Exercise aim: Output all of the records word for word and drop the images.

══ Data extract ══

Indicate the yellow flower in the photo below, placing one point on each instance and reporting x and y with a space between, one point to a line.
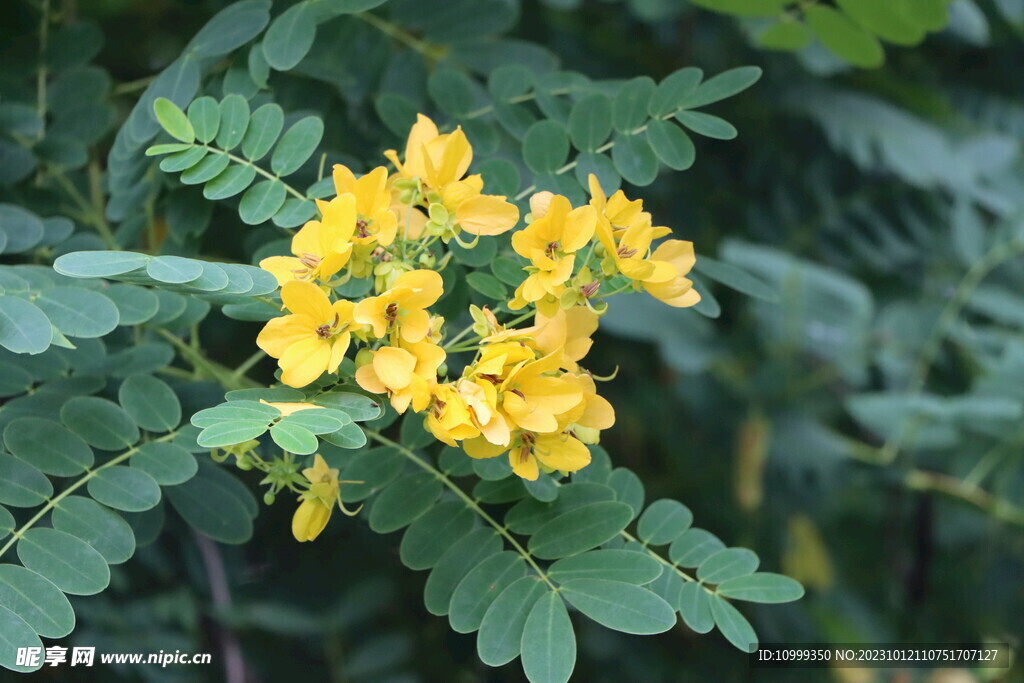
434 159
677 291
550 243
531 398
317 502
408 373
402 308
568 331
531 453
440 163
289 409
376 221
312 339
322 248
449 417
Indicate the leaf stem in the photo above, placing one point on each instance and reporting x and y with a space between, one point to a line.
53 502
467 499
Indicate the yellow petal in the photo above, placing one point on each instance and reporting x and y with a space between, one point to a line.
306 299
304 361
486 214
394 367
281 333
285 268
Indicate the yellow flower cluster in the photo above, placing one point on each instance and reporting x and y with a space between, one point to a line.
524 392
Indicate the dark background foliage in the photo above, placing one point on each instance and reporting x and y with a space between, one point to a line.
860 197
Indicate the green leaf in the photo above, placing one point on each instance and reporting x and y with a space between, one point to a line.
671 144
548 642
36 600
736 279
222 434
24 328
486 285
47 445
264 128
546 146
762 587
788 36
290 37
733 625
173 120
207 169
101 423
229 182
168 464
358 407
294 438
580 529
231 28
182 160
14 633
620 606
427 539
634 160
213 502
708 125
72 564
453 91
590 122
79 312
174 269
90 521
297 145
99 263
403 502
22 485
694 605
135 304
261 201
205 117
673 91
500 638
724 85
455 564
151 402
375 468
628 487
619 565
844 37
693 547
125 488
664 521
477 590
728 563
169 147
884 19
632 100
233 121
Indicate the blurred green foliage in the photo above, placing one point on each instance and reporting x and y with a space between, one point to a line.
851 406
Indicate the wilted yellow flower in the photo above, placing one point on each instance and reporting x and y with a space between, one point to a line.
408 373
531 453
550 243
376 221
312 339
402 308
322 248
317 502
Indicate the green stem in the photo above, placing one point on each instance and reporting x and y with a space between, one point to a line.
468 500
53 502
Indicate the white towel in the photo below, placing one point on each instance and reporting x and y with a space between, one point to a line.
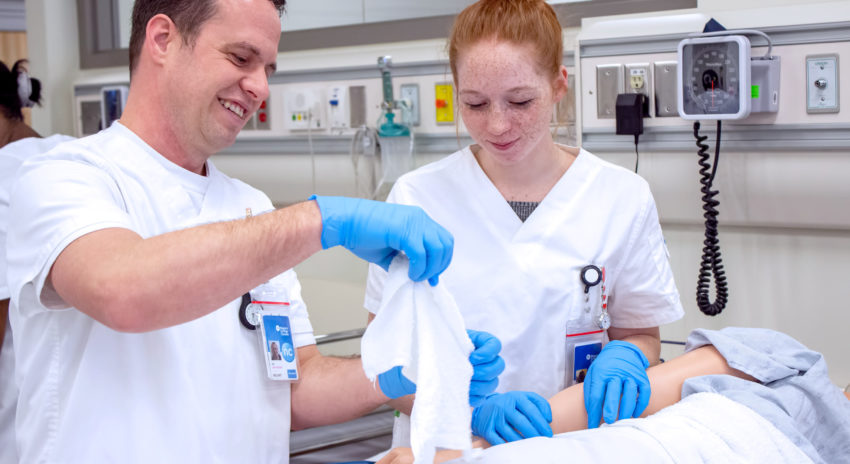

═══

Response for this exercise:
Indicate the yellow flower in the photo below, placing one point on each instance and reporting x and y with a space between, one point to a line.
434 159
677 291
550 243
531 398
317 502
408 373
402 308
568 331
531 453
440 163
289 409
376 221
312 339
322 248
449 417
Indicate the leaf stem in the photo above, placing one point on each instance and reporting x and y with a space between, one point to a line.
53 502
467 499
Indicate the yellow petal in the photo above, placing one point on each instance and reporting x and y with a space between, one point to a line.
306 299
304 361
486 214
394 367
281 333
285 268
Indicate the yellow flower cluster in the photo above, placing one point on each instance and reporting x and y with a space between, one point to a line.
524 392
Indicate the dark background foliage in the photo above, placing one point on each instance and reporting x and y with a space between, one point to a line.
860 197
Indicate the green leaf in the photo above, placing one point on each instance and reporting x and y with a space between, one point to a line.
671 144
548 642
36 600
736 279
222 434
24 328
486 285
47 445
264 128
546 146
762 587
788 36
290 37
733 625
173 120
207 169
101 423
229 182
168 464
358 407
294 438
580 529
231 28
182 160
14 633
620 606
427 539
634 160
213 502
708 125
72 564
453 91
590 122
79 312
174 269
90 521
297 145
99 263
403 502
22 485
694 605
135 304
261 201
205 117
673 91
500 638
724 85
455 564
151 402
375 468
628 487
619 565
844 37
693 547
125 488
664 521
477 590
728 563
169 147
884 19
632 100
233 121
Indicate the blurred green foliage in the photo above, placing one point on each instance and reporting x and y with a space between, one point to a line.
851 406
Indicate the wilted yellow flower in the photo above, placing one point on each instance and reporting x and y with a space between, one point to a line.
408 373
531 453
550 243
376 221
312 339
402 308
322 248
317 502
Indicate the green stem in the photo above, placing one point on each instance and reporting x and y with a space between, one point to a line.
468 500
53 502
Indicate the white towel in the photo below, placing one point on each instance and reporting x and y with a space between, one point to a line.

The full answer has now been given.